**ENTRIES SHOWN:**
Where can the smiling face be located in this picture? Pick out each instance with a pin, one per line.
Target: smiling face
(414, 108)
...
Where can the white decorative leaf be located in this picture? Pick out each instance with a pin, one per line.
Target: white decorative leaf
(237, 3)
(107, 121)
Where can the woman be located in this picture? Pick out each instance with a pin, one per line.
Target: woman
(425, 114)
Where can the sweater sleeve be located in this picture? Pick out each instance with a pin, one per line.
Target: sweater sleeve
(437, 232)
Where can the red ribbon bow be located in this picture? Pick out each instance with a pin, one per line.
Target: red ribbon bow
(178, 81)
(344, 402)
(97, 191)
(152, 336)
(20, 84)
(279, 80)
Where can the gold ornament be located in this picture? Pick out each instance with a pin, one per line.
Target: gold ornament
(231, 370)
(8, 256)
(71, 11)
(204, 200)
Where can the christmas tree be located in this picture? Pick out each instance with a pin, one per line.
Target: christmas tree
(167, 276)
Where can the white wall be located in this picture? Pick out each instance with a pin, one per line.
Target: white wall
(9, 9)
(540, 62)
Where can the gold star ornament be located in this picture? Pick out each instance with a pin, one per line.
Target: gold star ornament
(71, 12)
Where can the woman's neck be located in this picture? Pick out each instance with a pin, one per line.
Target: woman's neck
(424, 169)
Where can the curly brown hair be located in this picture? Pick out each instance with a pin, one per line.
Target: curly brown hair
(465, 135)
* * *
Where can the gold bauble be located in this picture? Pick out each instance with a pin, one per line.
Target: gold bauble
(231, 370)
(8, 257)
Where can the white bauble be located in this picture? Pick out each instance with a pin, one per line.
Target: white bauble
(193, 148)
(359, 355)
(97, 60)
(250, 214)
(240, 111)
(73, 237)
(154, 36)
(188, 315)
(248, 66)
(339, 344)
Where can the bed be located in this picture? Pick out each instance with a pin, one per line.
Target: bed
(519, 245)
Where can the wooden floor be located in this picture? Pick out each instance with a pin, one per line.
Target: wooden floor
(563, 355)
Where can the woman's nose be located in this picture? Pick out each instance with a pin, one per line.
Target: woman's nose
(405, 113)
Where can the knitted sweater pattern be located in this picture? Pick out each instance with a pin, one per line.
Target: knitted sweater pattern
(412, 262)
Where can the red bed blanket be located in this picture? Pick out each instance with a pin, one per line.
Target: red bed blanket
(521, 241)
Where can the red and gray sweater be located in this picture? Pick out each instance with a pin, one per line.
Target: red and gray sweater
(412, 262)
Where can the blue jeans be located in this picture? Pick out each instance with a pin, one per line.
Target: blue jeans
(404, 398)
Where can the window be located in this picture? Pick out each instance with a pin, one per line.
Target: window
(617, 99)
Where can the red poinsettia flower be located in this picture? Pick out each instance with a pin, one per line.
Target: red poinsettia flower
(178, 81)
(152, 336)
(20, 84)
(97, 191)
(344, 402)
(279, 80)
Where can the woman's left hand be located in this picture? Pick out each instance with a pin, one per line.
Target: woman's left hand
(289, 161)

**REQUIRED WORK:** How many lines of the data above contain the string "christmas", with case counting? Reply with the number alone.

**RESULT FOR THIS TASK:** 2